═══ Provided material ═══
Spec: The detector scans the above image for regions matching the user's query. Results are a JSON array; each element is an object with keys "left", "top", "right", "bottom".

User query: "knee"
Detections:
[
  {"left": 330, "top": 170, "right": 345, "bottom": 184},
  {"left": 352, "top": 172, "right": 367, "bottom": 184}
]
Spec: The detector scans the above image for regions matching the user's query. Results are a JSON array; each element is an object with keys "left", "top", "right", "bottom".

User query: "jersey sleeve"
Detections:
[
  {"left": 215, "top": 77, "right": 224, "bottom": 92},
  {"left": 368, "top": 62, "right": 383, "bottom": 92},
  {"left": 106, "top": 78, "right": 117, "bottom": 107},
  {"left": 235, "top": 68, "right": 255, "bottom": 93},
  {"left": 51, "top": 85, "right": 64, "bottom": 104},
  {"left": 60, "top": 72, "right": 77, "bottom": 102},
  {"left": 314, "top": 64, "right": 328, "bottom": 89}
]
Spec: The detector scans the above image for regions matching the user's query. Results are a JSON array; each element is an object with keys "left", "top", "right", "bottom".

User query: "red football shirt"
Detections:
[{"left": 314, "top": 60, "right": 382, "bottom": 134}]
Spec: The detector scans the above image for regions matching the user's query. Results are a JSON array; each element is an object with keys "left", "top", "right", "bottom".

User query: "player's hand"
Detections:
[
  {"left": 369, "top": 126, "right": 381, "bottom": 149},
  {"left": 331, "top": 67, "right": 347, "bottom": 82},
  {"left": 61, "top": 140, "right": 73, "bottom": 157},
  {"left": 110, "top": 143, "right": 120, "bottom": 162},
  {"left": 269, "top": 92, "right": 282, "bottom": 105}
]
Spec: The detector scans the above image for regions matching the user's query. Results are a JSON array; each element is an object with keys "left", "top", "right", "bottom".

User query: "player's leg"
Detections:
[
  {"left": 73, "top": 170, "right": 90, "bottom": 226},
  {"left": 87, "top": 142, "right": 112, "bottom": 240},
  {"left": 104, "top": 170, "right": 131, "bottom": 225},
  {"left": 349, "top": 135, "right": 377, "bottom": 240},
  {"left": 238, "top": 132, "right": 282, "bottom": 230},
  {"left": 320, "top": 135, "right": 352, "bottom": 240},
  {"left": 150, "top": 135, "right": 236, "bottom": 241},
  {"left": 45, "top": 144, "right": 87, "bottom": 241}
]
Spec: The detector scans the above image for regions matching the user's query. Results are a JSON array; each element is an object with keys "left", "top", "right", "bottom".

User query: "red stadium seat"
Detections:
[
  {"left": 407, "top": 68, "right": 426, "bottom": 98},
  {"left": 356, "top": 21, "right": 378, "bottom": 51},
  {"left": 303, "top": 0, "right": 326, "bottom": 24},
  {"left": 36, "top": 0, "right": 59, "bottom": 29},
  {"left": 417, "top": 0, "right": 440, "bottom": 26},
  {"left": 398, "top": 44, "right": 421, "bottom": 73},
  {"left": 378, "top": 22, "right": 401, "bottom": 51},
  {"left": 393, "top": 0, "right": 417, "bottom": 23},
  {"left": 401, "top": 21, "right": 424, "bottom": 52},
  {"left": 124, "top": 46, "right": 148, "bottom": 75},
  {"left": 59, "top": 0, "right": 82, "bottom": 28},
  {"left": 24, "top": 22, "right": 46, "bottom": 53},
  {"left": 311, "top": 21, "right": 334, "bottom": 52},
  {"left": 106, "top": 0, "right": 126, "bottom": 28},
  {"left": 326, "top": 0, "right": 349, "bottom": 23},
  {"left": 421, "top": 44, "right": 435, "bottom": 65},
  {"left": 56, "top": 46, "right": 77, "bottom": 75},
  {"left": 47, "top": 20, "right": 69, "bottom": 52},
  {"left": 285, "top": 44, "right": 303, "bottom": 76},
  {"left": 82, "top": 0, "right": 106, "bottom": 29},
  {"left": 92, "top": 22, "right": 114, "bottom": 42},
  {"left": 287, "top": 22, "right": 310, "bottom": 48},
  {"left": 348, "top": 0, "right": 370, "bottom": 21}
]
═══
• _What is expected_:
Tally the lines in the rows above that contain the string "player", where uppercase and lowercase must match. Reply with the number alone.

• _Solution below_:
2